## MATERIAL TO PROCESS:
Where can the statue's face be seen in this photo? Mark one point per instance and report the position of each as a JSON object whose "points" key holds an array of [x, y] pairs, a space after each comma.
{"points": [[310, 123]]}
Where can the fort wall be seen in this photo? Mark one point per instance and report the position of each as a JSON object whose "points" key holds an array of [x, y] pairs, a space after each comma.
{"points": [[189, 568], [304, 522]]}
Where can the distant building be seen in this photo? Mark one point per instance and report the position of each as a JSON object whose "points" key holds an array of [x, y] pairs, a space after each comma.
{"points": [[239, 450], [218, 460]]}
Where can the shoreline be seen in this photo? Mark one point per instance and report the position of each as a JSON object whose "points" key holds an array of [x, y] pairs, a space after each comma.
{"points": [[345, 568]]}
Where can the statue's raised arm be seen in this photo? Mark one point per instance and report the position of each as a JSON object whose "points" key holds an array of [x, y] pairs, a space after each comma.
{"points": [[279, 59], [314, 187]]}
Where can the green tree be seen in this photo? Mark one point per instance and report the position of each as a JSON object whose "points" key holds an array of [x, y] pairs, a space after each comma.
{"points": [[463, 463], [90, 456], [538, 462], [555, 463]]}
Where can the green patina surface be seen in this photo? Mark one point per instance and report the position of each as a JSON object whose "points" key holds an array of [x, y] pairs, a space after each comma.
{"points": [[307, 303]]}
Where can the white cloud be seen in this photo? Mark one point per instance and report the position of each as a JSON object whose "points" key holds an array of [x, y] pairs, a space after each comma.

## SET EXERCISE:
Reproduce each of the rows above word for word, keeping their order and changing nothing.

## RESULT:
Where can the statue's face be seen in this photo? Mark one point per instance and report the position of each as a JSON object whose "points" key holds an array of [x, y] pairs, a space after each comma.
{"points": [[310, 123]]}
Where can the fort wall be seen in this photo? Mark one point per instance and report the position of each as a JSON object whose "points" key holds an array of [x, y] pairs, a space after each comma.
{"points": [[189, 568], [304, 522]]}
Where can the distant building be seen in this photo? Mark one point per instance and report the position of each as a JSON object whose "points" key holds an array of [x, y] pairs, a space after each comma.
{"points": [[239, 450], [218, 460]]}
Where can the shoreline be seen in this photo? Mark one point per instance and report the position of each as a JSON object whose "points" key holds an array of [x, y] pairs, a space after each comma.
{"points": [[345, 568]]}
Where can the statue's raised arm be seen in this photo? Mark one point per instance and report the position of each as a JSON object whose "points" key holds an array of [x, y] pairs, a space after each comma.
{"points": [[279, 59], [314, 187]]}
Where can the green tree be seen in this photo? Mark one point per instance and report the position of each as a JSON object whose "points" key holds an array of [x, y] pairs, a space after each comma.
{"points": [[463, 463], [90, 456], [538, 462], [555, 463]]}
Where can the green patina surface be seen in this photo? Mark one point per instance and report the position of each as a JSON object whose "points" key holds an array of [x, y] pairs, a space after each comma.
{"points": [[307, 303]]}
Where can the white cloud be seen in this photo? Mark one point per instance and report the position of each as a JSON object whose "points" key holds an array of [x, y] pairs, a space after each comma.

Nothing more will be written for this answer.